══ Text passage ══

So another opportunity for interpretation.
We are supposed to listen to what our Ws are really saying, Right?

I'm riding in the car with a friend and my 15D today. (note to self, get better friends)
And said friend after warming up decides he is going to have some fun at my expense. He asks D15 if her father has ever embarrassed her in public.

Now understand that this friend is in his early 60s, never been married, no kids, and in my 25 years of familiarity has never had what I consider a healthy relationship (drinker party girls and maybe some wives), and tends to have a pessimistic sardonic wit. He is funny.

So back to the questioning. D15 recalls an incident where I blew up at a restaurant over some poorly cooked wings. Now granted, this was over 6 years ago and as I remember at the apex of my toxic M. I have since realized that I didn't even realize the place that I had reached. Things reached a toxic atmosphere and I and probably W didn't even realize how bad. Like the frog in the pot of heating water. I caused a bit of a scene. Like most H I realized these transgressions shortly after Discovery in 2013 and with IC and MC addressed what had transpired. No police were called. The restaurant deserved the feedback, but I went too far.

So this friend goes on about how D15 felt, going on and on, and did she ever see herself with anyone that acted that way. Questioning in a leading way that seemed more hurtful than playful. Anyway, at first, I ignored it expecting it to go away. After having enough I handed it back by asking rhetorical questions about how pathetic a person must be to have to destroy another's character just to feel good about one's self. It stopped and we took D15 home. Fun times.

So after work W comes home and out of the norm, is preparing the dinner that she had planned for Sunday and bailed on. I asked if I could tell her something and while preparing the meal I told the story. Since D15 was involved I thought she should know. W is familiar with this friend and would understand the dynamic. And she did.

So the point: I noted that when this whole restaurant incident transpired, I said I was probably a ticking time bomb and hadn't even realized the point that I had reached.

W agreed in a sympathetic kind of way. Not in an "I know that's right, I lived it." kind of way. This show of sympathy is new and unusual.

So if I am to hear what W is really saying, what am I to take from this?

Thanks in advance and God bless.


M 53 W 54, M since 98
D15, D19
8/2013 discovered EA, W maintained contact with OM
until 10/14
7/2/17 W said she wanted S, 7/25/17 moved out of MBR
12/17 W says moving out 5/18, W still in home.

═══

▶ Tasks to carry out:
A. Answer these questions from the forum post:
(i) What food was the writer upset about at the restaurant?
(ii) In what age range is the friend in the car?
(iii) In what year did Discovery happen?
B. Please extract, word for word, the part of the forum post starting with "So the point: I" and going on through "point that I had reached.".
The records have no connection to the forum post.

══ Source information ══

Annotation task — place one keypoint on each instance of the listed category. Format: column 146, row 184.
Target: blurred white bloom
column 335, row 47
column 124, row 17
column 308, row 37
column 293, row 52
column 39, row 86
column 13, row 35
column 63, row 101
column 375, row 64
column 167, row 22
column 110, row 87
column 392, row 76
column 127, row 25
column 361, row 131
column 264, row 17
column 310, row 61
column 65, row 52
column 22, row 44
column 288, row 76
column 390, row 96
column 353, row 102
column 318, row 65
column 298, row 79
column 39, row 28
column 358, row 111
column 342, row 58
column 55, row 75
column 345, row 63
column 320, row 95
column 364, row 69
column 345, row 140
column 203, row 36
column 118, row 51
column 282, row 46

═══

▶ Answers provided:
A.
(i) Poorly cooked wings
(ii) His early 60s
(iii) 2013

B.
So the point: I noted that when this whole restaurant incident transpired, I said I was probably a ticking time bomb and hadn't even realized the point that I had reached.